In loving memory of a wonderful person. We will love you and miss you always. Your sensitivity & compassion for those less fortunate or talented is an indelible memory.

Turning your head and smiling at me. . . .

[email protected] . . . . Patt Anderson

May 5, 2016

Love Requiem for Ray Hartley

It's too late now. You've left.
My Life kept getting in the way.
All these years, decades, your music has hypnotized me, sustained me.
Now, I, too, am an old lady.
And it's too late to tell this to you in person, as I had dreamed.
Whatever cosmos you are in now, you will know, anyway,
despite Life taking you away.

It must have been around 1960 when my mother purchased
The Trembling of a Leaf and The Sound of the Sea LP.
The yellowed price sticker in the corner is marked 3.50 and 6-59.
On the cover, is the giant concert grand, seemingly placed on a moonlit beach,
beside a slender tree, with the moonlight dancing on its narrow leaves.

PROBLEMS:
(1) Please copy the part of the Ray Hartley tribute that opens with the words containing "[email protected] . ." and closes with "I had dreamed.", replacing "old lady" with "old woman".
(2) Name every thing that the Ray Hartley tribute says appears on the cover of the LP.
The listing that follows is separate material from the Ray Hartley tribute.

SUPPLIED ENTRIES:
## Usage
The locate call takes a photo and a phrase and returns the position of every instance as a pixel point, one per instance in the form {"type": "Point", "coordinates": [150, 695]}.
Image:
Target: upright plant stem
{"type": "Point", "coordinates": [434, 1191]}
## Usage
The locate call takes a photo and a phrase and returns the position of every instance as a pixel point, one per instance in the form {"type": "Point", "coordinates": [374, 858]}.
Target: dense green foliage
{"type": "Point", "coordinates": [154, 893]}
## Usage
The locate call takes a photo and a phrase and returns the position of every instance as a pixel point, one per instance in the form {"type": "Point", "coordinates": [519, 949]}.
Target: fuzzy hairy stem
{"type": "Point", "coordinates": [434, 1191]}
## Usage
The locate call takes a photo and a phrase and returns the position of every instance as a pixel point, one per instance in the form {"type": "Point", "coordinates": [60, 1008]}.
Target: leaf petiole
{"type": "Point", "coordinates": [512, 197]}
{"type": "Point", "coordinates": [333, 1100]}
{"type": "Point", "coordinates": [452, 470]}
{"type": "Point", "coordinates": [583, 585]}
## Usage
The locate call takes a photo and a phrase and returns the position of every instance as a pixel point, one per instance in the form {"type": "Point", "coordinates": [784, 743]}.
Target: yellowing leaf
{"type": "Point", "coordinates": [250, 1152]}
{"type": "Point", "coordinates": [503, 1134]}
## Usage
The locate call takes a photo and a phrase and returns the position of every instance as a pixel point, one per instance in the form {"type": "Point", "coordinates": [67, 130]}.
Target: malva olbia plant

EXERCISE RESULTS:
(1)
[email protected] . . . . Patt Anderson

May 5, 2016

Love Requiem for Ray Hartley

It's too late now. You've left.
My Life kept getting in the way.
All these years, decades, your music has hypnotized me, sustained me.
Now, I, too, am an old woman.
And it's too late to tell this to you in person, as I had dreamed.

(2) the giant concert grand, a moonlit beach, a slender tree, the moonlight, the tree's narrow leaves